Show every line of the items below that contains the word "overcast". Case counts.

****************************************

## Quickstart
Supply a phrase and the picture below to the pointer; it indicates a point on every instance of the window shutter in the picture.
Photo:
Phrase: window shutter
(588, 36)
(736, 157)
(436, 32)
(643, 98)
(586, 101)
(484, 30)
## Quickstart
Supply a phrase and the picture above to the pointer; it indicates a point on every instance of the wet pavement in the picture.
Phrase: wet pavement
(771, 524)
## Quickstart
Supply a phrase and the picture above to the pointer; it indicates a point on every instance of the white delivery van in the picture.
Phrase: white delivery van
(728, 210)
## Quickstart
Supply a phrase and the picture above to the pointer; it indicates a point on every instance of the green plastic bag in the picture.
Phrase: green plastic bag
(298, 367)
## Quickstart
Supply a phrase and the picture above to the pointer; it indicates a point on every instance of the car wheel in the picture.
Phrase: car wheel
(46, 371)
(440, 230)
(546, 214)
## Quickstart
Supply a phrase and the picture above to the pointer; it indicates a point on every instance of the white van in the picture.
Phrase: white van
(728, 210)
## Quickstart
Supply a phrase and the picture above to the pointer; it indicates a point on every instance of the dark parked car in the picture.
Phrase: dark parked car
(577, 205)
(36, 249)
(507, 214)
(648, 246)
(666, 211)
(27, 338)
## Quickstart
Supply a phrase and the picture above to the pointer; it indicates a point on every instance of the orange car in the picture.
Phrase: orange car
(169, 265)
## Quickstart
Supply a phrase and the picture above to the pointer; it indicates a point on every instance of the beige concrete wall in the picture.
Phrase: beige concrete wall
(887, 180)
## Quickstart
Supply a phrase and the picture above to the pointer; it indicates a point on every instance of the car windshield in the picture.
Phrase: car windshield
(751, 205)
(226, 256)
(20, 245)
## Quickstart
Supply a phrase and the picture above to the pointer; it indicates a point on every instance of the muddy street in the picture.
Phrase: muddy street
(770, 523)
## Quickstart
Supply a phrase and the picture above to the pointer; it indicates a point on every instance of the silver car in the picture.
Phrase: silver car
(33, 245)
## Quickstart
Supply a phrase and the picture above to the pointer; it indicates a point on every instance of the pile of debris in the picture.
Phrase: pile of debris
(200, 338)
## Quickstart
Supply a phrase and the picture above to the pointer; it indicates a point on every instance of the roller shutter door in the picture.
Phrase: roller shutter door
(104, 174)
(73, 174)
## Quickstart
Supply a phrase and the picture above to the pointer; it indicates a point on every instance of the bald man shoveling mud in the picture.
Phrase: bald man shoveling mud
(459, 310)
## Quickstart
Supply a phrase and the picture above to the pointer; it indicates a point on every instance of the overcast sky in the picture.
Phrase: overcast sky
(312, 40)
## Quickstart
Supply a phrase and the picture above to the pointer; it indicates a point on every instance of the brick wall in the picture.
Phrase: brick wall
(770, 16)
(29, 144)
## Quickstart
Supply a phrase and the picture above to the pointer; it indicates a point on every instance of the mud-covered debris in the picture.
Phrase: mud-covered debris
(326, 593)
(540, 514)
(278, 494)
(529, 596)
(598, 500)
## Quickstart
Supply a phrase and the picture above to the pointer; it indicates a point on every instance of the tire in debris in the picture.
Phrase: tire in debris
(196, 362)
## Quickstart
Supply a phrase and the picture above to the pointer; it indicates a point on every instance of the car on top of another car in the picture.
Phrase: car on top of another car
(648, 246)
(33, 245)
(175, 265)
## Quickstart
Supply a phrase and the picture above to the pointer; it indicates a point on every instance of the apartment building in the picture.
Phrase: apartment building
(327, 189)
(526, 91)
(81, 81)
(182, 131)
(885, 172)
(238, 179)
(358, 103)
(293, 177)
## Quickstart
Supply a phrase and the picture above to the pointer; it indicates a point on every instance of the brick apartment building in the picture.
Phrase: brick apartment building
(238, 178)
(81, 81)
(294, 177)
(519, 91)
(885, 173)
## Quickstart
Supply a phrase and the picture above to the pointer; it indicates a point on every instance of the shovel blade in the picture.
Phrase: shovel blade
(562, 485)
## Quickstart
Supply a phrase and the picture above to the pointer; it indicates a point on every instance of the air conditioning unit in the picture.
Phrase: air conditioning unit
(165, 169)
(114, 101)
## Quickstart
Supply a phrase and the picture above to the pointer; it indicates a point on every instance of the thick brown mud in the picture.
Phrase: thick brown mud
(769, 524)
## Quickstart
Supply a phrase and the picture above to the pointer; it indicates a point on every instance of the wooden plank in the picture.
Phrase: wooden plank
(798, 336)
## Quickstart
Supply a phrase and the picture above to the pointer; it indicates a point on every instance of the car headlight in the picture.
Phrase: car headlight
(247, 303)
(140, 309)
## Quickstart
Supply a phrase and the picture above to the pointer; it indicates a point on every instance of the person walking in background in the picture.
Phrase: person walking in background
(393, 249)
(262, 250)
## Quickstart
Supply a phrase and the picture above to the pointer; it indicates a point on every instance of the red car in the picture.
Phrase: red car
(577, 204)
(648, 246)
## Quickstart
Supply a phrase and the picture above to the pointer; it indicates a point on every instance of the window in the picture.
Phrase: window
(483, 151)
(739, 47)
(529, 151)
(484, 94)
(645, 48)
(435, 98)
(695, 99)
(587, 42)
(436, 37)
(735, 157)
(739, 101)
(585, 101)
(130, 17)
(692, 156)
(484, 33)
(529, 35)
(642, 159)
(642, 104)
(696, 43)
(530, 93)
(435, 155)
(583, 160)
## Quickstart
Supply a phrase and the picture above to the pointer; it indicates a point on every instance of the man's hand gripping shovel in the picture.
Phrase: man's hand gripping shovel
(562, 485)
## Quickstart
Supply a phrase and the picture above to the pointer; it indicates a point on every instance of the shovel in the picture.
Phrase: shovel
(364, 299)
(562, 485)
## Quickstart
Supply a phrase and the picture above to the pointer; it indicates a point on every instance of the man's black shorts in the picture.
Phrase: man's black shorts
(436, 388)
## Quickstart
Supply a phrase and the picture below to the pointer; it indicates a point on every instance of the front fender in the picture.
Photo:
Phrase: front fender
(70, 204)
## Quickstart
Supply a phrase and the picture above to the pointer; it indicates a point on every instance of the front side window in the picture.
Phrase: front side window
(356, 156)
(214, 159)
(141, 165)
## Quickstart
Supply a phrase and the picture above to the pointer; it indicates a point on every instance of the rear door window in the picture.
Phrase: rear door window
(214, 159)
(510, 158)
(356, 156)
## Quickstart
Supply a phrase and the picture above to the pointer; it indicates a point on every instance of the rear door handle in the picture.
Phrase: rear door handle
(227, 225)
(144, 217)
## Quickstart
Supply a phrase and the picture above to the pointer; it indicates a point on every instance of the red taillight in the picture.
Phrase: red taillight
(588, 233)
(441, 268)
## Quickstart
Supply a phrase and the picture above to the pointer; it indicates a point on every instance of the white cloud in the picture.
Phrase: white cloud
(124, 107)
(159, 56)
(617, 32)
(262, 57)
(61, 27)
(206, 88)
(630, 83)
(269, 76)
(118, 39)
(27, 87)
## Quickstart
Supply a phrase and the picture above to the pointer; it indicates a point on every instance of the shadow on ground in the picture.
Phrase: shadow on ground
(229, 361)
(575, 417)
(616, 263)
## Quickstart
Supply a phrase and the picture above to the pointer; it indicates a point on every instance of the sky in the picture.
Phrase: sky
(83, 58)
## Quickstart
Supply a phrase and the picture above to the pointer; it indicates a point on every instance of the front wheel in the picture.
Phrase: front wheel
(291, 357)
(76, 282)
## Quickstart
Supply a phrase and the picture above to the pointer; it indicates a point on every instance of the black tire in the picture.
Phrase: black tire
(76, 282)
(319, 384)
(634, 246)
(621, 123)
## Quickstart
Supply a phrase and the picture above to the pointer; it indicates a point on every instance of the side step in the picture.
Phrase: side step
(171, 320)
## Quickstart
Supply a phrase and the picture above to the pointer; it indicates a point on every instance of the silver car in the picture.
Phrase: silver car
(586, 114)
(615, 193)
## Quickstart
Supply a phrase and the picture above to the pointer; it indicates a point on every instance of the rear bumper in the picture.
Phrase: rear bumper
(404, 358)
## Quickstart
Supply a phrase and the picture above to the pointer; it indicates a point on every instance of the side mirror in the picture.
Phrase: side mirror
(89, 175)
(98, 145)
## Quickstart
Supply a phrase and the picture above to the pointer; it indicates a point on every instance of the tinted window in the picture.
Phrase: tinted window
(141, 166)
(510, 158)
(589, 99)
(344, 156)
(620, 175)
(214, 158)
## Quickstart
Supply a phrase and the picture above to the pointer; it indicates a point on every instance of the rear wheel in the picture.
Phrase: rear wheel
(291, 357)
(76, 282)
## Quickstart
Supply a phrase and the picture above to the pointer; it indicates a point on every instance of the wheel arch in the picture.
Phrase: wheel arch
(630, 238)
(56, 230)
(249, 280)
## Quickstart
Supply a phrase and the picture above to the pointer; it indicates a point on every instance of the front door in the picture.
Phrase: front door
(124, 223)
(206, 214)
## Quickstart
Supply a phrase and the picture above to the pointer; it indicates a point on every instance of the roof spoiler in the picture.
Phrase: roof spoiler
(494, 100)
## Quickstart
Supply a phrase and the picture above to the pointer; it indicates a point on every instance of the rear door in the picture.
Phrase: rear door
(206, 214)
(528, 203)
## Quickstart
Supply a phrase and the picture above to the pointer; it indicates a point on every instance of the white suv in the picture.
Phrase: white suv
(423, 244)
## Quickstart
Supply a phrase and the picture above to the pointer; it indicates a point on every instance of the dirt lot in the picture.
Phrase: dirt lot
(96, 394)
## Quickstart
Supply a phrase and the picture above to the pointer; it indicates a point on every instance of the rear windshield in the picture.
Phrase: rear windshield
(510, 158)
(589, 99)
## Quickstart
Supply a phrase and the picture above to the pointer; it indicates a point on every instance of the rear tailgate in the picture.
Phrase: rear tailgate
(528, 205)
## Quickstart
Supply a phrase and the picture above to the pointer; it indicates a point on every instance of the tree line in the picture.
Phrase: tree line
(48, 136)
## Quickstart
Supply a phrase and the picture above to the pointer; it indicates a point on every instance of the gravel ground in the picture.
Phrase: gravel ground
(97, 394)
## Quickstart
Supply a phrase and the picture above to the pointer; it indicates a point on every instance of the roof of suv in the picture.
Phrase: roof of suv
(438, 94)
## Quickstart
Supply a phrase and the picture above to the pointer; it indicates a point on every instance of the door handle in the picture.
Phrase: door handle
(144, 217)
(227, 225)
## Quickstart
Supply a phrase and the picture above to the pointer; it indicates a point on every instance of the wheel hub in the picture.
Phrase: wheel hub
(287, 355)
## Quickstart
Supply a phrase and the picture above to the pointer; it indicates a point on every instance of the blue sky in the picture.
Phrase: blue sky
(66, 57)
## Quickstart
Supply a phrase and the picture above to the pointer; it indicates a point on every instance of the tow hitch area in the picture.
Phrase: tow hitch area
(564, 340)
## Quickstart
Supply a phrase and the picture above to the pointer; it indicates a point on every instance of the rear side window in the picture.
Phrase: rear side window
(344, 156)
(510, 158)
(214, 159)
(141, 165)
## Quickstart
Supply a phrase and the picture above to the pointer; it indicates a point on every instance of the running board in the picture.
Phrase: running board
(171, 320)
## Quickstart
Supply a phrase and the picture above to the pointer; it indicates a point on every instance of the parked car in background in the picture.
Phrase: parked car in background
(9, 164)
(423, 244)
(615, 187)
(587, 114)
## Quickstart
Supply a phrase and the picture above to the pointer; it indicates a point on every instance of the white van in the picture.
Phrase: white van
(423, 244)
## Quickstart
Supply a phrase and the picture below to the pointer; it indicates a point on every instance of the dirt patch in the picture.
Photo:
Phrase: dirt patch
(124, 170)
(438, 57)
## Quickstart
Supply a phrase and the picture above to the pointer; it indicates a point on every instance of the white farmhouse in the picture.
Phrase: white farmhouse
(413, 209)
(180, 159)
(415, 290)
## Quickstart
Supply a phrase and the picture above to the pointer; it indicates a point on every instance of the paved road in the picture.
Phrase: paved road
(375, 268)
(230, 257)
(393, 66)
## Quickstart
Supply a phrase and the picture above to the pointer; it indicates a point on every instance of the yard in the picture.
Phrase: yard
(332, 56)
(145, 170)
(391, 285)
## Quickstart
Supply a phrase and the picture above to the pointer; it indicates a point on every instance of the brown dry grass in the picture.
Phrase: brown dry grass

****************************************

◆ Exercise output
Supply a phrase and the picture above to the pointer; it indicates a point on every instance of the overcast sky in the picture.
Phrase: overcast sky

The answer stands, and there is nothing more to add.